Directions
Everything from the line containing "Outline every instance of the white wall." through the final line of the records must be transcribed verbatim; nothing else belongs in the result.

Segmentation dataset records
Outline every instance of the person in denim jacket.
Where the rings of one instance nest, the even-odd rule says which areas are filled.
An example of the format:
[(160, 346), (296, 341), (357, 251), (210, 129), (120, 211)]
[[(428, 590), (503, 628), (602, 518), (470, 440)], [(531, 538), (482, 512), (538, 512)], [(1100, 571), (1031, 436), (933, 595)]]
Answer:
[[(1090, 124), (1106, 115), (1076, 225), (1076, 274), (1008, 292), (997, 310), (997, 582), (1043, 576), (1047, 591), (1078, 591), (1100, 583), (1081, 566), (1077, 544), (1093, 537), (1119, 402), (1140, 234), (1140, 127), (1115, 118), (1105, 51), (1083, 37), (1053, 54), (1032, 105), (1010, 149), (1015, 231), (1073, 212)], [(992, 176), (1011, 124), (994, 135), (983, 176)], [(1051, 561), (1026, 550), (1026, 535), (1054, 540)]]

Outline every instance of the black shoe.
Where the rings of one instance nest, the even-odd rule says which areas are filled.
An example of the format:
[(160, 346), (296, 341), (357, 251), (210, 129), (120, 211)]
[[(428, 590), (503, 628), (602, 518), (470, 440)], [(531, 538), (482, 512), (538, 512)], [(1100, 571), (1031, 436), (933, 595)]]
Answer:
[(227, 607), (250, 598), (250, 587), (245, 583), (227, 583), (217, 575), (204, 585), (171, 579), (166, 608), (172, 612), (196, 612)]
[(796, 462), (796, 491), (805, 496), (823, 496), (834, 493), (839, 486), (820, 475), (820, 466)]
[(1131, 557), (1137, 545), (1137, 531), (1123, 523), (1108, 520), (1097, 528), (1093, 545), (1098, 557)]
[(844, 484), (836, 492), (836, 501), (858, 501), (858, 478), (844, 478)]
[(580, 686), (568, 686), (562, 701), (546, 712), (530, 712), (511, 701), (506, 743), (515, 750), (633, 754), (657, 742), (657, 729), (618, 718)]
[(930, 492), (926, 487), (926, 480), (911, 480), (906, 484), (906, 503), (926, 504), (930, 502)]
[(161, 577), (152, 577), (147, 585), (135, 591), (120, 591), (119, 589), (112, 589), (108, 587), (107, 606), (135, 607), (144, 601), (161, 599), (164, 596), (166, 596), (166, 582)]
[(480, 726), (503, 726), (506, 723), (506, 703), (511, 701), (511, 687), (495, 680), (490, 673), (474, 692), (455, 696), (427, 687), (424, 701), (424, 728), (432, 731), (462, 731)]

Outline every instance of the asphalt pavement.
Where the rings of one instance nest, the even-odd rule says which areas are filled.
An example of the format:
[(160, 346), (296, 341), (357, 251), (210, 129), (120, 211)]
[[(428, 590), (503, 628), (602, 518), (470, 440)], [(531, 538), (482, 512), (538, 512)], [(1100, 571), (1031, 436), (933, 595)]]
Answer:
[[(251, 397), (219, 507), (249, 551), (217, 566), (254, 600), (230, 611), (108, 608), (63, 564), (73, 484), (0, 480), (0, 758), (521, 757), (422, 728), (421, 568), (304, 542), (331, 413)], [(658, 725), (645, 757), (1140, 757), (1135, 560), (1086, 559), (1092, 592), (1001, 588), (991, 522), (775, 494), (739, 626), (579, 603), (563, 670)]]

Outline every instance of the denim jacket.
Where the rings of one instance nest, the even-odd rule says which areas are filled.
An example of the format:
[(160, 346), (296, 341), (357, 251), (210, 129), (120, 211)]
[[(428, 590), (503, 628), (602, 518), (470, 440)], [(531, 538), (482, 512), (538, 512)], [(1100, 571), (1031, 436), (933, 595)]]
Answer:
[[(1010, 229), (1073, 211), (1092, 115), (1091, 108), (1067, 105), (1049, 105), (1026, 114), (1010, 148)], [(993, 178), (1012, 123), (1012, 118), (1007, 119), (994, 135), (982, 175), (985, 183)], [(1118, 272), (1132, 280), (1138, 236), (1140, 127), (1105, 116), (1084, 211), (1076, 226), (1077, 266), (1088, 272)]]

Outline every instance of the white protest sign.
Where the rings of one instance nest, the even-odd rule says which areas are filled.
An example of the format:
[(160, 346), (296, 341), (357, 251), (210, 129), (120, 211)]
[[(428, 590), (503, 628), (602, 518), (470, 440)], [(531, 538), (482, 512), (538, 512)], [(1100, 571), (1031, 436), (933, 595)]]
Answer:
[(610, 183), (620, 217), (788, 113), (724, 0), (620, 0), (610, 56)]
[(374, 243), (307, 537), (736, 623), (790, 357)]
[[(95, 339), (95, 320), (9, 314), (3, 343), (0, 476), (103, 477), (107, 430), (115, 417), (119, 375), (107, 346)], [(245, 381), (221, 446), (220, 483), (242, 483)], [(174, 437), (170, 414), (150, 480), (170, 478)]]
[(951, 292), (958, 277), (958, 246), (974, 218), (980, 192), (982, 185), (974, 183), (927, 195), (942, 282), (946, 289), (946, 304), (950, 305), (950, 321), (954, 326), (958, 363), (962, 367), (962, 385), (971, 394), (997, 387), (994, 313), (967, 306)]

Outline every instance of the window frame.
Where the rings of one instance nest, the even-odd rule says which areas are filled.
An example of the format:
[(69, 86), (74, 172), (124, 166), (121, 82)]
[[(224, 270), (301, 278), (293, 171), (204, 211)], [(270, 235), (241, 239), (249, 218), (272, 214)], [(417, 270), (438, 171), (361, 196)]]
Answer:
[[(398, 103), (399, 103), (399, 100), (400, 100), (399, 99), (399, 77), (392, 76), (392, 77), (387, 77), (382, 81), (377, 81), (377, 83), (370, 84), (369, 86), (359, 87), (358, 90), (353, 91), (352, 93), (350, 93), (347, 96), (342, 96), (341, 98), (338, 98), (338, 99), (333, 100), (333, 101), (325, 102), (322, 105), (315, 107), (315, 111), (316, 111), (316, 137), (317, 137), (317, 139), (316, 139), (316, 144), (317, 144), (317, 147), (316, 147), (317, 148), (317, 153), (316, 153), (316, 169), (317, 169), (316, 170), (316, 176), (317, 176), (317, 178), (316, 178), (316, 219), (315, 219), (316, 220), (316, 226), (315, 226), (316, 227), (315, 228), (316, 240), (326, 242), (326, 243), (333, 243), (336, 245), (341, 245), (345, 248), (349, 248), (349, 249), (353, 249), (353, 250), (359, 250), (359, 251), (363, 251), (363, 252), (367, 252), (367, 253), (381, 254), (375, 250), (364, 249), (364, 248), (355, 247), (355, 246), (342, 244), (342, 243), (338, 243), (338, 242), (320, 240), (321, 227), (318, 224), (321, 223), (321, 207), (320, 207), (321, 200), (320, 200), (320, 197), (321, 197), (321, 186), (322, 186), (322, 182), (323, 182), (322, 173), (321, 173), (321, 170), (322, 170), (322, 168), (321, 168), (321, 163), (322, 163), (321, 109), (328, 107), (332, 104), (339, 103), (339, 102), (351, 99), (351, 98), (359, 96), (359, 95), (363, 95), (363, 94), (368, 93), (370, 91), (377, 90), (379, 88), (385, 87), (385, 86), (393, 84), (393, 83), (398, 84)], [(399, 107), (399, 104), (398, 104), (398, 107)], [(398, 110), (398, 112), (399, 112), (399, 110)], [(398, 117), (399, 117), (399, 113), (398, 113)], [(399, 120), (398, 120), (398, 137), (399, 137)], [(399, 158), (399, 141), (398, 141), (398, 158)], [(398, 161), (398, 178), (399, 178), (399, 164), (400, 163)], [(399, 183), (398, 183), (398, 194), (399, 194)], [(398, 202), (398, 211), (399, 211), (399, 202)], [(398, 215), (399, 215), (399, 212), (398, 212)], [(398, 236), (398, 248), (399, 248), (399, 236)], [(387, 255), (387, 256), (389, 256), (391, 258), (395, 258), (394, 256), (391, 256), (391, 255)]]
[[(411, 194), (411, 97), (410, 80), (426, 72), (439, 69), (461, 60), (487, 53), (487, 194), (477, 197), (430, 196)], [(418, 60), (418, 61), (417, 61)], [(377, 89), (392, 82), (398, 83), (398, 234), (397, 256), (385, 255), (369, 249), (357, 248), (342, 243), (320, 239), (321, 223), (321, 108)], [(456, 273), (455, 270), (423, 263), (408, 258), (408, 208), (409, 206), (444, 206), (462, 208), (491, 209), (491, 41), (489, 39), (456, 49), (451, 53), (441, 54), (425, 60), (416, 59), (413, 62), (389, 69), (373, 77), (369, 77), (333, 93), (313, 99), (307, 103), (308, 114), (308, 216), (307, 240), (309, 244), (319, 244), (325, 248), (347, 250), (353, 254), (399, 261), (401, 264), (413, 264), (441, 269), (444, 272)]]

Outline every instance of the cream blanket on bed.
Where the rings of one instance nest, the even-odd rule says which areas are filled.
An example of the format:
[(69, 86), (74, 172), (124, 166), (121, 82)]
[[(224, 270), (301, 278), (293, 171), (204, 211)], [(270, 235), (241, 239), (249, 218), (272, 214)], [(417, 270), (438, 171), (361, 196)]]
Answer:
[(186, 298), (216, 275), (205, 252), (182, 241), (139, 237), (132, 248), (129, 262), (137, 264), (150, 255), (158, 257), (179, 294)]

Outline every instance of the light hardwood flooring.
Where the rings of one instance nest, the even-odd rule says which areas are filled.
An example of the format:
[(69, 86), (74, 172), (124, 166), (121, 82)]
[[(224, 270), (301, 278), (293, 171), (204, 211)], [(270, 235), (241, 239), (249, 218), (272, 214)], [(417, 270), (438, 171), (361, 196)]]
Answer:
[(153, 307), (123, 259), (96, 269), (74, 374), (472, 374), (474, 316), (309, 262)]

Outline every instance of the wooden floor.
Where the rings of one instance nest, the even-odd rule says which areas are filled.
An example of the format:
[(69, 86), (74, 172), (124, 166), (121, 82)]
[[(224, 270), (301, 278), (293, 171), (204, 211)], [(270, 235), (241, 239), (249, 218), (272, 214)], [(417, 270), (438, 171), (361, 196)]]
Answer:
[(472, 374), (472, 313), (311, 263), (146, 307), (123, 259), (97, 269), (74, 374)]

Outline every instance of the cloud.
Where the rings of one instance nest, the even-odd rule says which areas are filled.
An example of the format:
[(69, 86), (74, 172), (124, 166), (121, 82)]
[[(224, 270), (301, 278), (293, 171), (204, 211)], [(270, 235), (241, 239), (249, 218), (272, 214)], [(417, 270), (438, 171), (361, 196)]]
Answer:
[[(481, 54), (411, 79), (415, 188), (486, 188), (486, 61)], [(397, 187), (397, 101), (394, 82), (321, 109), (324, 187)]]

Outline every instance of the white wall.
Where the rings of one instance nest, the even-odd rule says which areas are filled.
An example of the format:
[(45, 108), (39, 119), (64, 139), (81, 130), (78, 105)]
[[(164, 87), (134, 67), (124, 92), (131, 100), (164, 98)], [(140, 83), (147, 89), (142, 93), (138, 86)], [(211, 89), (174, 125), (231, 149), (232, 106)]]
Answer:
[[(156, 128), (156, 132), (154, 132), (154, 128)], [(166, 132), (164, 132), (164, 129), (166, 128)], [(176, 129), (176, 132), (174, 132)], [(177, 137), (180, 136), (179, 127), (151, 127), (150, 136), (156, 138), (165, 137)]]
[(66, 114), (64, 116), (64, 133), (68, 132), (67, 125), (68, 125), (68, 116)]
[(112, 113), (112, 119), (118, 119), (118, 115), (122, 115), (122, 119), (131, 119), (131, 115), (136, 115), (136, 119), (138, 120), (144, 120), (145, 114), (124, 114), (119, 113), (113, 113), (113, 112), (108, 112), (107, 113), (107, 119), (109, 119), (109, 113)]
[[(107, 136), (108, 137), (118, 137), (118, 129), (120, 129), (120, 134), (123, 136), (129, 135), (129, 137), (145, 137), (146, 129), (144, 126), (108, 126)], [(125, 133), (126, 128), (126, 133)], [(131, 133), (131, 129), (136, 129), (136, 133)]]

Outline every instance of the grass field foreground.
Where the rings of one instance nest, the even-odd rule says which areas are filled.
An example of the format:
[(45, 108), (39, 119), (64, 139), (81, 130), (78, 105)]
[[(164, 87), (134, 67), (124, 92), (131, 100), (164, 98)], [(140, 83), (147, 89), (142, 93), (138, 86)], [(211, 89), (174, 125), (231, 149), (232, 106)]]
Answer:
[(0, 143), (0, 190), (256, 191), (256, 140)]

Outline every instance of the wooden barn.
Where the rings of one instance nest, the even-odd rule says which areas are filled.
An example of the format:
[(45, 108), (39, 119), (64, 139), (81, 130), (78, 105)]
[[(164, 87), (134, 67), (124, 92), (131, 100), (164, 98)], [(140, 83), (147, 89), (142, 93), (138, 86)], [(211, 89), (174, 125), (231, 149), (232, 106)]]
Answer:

Task answer
Outline every instance of the white wall.
Where the rings of one instance nest, the even-odd rule says which areas are filled.
An example of the format:
[(45, 108), (39, 119), (64, 139), (81, 130), (78, 105)]
[[(164, 87), (134, 67), (124, 92), (131, 100), (164, 98)], [(140, 83), (147, 89), (142, 93), (138, 86)], [(211, 89), (174, 125), (231, 149), (232, 106)]]
Answer:
[[(156, 128), (156, 132), (154, 132), (154, 128)], [(166, 132), (164, 132), (164, 129), (166, 128)], [(176, 129), (176, 132), (174, 132)], [(177, 137), (180, 136), (179, 127), (151, 127), (150, 136), (156, 138), (165, 137)]]
[(66, 114), (64, 116), (64, 133), (68, 132), (67, 125), (68, 125), (68, 116)]
[(112, 113), (112, 119), (118, 119), (118, 115), (122, 115), (122, 119), (131, 119), (131, 115), (136, 115), (136, 119), (138, 120), (144, 120), (145, 114), (124, 114), (119, 113), (113, 113), (113, 112), (108, 112), (107, 113), (107, 119), (109, 119), (109, 113)]
[[(107, 136), (108, 137), (118, 137), (118, 129), (120, 129), (120, 134), (123, 136), (129, 135), (129, 137), (145, 137), (146, 129), (144, 126), (108, 126)], [(125, 133), (126, 128), (126, 133)], [(131, 133), (131, 129), (136, 129), (136, 133)]]

Outline every instance of the grass field foreground.
Where the rings of one instance nest, the even-odd rule says which areas are filled.
An example of the format:
[(45, 108), (39, 119), (64, 139), (81, 130), (78, 105)]
[[(164, 87), (134, 67), (124, 92), (131, 100), (164, 98)], [(140, 83), (147, 89), (142, 93), (138, 86)], [(211, 89), (174, 125), (231, 149), (232, 106)]]
Answer:
[(0, 143), (0, 190), (256, 191), (256, 140)]

Outline every instance of the wooden barn.
Where the rings of one instance nest, the even-odd rule says which areas are filled.
An example of the format:
[(45, 108), (39, 119), (64, 139), (81, 130), (78, 105)]
[[(164, 87), (134, 67), (124, 92), (131, 100), (164, 98)], [(140, 83), (147, 89), (142, 93), (138, 86)], [(211, 89), (174, 125), (231, 149), (232, 106)]]
Answer:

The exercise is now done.